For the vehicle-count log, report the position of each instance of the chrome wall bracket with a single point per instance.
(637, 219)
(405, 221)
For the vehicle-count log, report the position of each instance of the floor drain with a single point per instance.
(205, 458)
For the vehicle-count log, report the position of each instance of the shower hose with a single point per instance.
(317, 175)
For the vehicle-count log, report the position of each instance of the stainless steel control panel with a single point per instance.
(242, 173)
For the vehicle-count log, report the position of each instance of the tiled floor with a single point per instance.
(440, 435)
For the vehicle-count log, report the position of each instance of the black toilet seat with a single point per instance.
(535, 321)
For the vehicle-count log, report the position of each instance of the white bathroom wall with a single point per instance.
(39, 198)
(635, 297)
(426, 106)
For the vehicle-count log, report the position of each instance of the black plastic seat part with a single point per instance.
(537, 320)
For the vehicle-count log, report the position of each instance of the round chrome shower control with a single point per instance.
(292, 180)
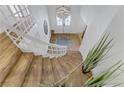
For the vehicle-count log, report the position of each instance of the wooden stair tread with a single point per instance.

■ GOAL OF THE EXERCISE
Copy out the rows above, swapping "vehicle-count log" for "fixture inventory" wherever it appears and keeping everything else the same. Leave out the pictures.

■ EXPECTED ANSWER
For the fixture inventory, report the position of each instance of the chrome wall bracket with a single point per instance.
(637, 219)
(405, 221)
For the fixture inventory, report the position of each instance of the floor drain with a single point per instance.
(205, 458)
For the fixture inventory, report the position of each instance of the shower hose with a single point per instance.
(317, 175)
For the fixture inventory, report the position of each instance of the stainless steel control panel with a single point per instance.
(242, 173)
For the fixture inventory, report the position of each instance of the tiled floor with a single point per instance.
(440, 435)
For the fixture inventory, report the position of each instance of the black toilet seat with a single point per instance.
(535, 321)
For the fixture inventory, report the position of each instance of the white bathroom wall with a single point per instance.
(39, 198)
(635, 297)
(426, 106)
For the fixture inventory, report the position of each instance of the black plastic seat part with a single point per instance.
(537, 320)
For the fixture inventory, report the position of each instance of the round chrome shower control with a single point per instance.
(292, 180)
For the fixture inventory, report the position of each instance of the wooden stair tread with a single point per instance.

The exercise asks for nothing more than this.